— BEGIN PROVIDED RECORDS —
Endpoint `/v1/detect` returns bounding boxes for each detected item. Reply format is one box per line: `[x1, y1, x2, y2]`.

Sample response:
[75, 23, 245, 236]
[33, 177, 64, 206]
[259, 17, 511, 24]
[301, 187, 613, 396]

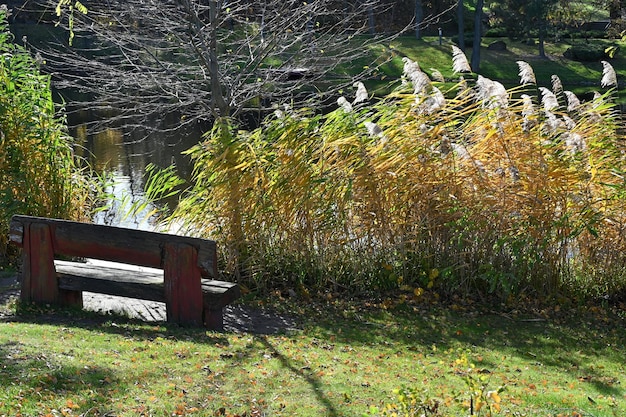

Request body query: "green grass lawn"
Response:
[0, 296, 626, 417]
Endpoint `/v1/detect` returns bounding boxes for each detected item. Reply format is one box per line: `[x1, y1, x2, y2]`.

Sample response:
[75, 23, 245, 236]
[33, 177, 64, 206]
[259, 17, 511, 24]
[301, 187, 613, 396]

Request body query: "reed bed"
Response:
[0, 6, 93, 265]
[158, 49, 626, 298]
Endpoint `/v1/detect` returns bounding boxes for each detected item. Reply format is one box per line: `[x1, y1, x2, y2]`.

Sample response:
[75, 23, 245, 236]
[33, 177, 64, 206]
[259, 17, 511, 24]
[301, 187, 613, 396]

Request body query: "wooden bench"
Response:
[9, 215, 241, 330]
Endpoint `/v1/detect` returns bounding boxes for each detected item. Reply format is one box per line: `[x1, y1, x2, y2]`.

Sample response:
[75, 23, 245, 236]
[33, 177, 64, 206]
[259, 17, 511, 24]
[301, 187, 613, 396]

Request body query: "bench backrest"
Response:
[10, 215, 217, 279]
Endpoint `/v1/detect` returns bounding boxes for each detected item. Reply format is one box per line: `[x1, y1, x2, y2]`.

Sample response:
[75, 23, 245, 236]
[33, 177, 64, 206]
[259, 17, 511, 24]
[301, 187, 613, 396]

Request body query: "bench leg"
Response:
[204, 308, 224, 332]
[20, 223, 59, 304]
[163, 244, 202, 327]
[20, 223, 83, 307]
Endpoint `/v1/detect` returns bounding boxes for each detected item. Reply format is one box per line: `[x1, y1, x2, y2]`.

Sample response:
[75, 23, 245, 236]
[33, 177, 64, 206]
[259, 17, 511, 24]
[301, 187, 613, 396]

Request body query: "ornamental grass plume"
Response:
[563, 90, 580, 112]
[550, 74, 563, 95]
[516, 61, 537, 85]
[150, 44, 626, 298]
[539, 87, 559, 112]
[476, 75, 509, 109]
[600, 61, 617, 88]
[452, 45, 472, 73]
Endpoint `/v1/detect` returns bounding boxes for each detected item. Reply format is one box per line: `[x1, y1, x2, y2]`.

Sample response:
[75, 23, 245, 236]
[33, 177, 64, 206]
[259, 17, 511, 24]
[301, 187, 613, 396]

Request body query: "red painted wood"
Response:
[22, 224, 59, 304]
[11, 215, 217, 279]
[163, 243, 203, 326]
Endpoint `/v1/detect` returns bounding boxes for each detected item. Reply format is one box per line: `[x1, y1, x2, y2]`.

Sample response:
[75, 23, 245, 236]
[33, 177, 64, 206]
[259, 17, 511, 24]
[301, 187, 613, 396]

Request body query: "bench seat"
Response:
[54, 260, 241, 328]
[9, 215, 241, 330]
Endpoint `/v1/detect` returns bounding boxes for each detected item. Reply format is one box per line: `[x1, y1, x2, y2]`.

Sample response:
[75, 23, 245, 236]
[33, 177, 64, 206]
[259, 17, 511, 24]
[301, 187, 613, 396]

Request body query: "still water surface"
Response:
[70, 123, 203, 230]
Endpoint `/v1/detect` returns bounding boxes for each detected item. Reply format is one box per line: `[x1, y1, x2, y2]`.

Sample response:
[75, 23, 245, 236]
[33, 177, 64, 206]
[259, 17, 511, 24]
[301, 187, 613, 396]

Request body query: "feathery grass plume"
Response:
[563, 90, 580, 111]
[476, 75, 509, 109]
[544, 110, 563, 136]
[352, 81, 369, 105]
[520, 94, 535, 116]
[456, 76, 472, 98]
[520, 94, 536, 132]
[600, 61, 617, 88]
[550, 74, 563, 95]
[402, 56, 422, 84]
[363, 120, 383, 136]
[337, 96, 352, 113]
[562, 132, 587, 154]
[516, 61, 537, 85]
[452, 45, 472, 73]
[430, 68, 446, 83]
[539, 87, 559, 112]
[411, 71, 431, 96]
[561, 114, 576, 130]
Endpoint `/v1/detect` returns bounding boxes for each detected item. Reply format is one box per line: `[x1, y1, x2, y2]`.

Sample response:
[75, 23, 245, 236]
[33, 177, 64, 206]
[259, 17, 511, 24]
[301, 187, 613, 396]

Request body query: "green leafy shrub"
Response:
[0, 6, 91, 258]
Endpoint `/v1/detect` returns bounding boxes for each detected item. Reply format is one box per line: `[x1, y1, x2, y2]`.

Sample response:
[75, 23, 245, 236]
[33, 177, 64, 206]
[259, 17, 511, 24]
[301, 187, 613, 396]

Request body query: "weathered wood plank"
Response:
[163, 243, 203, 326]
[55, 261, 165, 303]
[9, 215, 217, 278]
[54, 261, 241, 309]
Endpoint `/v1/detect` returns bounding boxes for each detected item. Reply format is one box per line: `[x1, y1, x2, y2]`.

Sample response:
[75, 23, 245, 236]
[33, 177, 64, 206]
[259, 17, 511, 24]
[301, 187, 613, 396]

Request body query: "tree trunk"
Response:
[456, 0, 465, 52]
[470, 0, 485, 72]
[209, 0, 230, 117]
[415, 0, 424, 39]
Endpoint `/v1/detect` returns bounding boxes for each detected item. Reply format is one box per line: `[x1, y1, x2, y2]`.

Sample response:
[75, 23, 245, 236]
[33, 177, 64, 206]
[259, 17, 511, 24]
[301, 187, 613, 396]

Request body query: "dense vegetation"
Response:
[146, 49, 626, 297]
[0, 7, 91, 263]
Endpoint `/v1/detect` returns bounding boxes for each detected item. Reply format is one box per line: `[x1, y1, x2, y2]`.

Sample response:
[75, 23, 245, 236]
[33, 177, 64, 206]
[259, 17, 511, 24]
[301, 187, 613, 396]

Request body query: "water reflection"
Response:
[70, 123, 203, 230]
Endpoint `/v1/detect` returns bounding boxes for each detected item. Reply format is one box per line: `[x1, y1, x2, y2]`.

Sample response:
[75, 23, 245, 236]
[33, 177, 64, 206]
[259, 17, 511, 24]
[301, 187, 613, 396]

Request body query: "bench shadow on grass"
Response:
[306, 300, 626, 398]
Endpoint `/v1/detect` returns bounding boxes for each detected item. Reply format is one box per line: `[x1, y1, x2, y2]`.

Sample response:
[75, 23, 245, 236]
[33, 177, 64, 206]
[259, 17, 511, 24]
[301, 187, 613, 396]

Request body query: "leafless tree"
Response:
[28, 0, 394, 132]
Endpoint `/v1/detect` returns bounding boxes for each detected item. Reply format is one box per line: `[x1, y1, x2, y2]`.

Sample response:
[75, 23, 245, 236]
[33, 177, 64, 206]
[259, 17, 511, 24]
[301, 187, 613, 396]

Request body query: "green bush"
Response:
— END PROVIDED RECORDS —
List every line of the data above that contains the word "water".

CORRECT OUTPUT ▸
Request body query: "still water surface"
Request body query: "water reflection"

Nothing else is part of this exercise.